Given the records that follow, return each one verbatim.

## GIVEN DATA:

==============================

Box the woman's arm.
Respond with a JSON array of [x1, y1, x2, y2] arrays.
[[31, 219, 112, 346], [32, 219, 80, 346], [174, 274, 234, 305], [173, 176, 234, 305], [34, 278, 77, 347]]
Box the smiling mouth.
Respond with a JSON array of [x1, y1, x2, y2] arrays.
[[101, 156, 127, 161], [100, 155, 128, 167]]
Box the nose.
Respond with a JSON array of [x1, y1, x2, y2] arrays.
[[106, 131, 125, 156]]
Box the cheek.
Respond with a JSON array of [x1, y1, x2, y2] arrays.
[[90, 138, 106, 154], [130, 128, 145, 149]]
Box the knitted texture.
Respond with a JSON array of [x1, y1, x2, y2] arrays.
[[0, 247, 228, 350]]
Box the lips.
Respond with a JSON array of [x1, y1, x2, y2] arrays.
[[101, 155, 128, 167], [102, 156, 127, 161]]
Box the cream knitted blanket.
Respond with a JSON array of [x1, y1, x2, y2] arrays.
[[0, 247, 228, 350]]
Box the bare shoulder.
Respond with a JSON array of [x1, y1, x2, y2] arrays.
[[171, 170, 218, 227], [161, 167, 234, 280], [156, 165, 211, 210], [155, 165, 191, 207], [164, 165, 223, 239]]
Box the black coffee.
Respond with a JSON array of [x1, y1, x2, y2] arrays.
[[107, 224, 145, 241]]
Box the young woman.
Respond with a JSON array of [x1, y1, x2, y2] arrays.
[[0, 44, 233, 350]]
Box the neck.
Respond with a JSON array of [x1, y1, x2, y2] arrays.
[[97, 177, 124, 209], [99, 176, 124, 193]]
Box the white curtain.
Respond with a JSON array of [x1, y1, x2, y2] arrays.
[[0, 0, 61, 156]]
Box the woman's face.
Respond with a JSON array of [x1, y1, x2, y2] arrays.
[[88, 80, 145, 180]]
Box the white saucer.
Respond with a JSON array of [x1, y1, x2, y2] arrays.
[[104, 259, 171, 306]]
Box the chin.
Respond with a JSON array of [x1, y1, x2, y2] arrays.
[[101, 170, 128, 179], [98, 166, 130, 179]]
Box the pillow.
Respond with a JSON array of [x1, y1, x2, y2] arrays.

==============================

## SOLUTION FOR THIS PROBLEM:
Box the woman's arm.
Respond with a JSON array of [x1, y1, x2, y2] arrays.
[[31, 219, 112, 346], [32, 219, 80, 346], [174, 274, 234, 305], [173, 176, 234, 305], [34, 278, 77, 347]]
Box the smiling mouth.
Respond with a JSON array of [x1, y1, x2, y2] arrays.
[[101, 156, 127, 161], [100, 155, 128, 167]]
Box the nose.
Respond with a JSON array of [x1, y1, x2, y2] arrays.
[[106, 131, 125, 156]]
Box the cheek.
Respond with a JSON array of [x1, y1, x2, y2] arrays.
[[90, 138, 106, 154], [130, 128, 145, 149]]
Box the knitted texture.
Respond with a JSON array of [x1, y1, x2, y2] arrays.
[[0, 247, 228, 350]]
Box the lips.
Respond with a JSON array of [x1, y1, x2, y2] arrays.
[[101, 155, 128, 167], [102, 156, 127, 161]]
Box the cream knitted blanket.
Respond with a JSON array of [x1, y1, x2, y2] arrays.
[[0, 247, 228, 350]]
Box the bare shoulder.
Respond with a JSON array of [x1, y1, x2, y2] arrays.
[[171, 170, 218, 227], [161, 167, 234, 280], [156, 165, 211, 210], [155, 165, 191, 207], [164, 165, 223, 239]]
Box the black coffee.
Respond with a JSON array of [x1, y1, x2, y2] arrays.
[[107, 224, 145, 241]]
Box the young woman.
Respond with a JSON array of [x1, y1, x2, y2] arrays.
[[0, 44, 233, 350]]
Box the neck.
Respond with a JSON array of [x1, y1, x2, y2] arrays.
[[97, 177, 124, 209], [99, 176, 124, 193]]
Box the white curtain.
Respond with a JSON array of [x1, y1, x2, y2] arrays.
[[0, 0, 61, 156]]
Box the woman's face.
Respond with a JSON array of [x1, y1, x2, y2] arrays.
[[88, 80, 145, 180]]
Box the white saucer.
Respond with a JSON array of [x1, y1, x2, y2] arrays.
[[104, 259, 171, 306]]
Box the chin.
Respond with a JSON array of [x1, y1, x2, y2] arrays.
[[101, 170, 128, 179], [98, 166, 130, 179]]
Box the pillow.
Respond with a JSON array of [x1, y1, x2, y2] arrays.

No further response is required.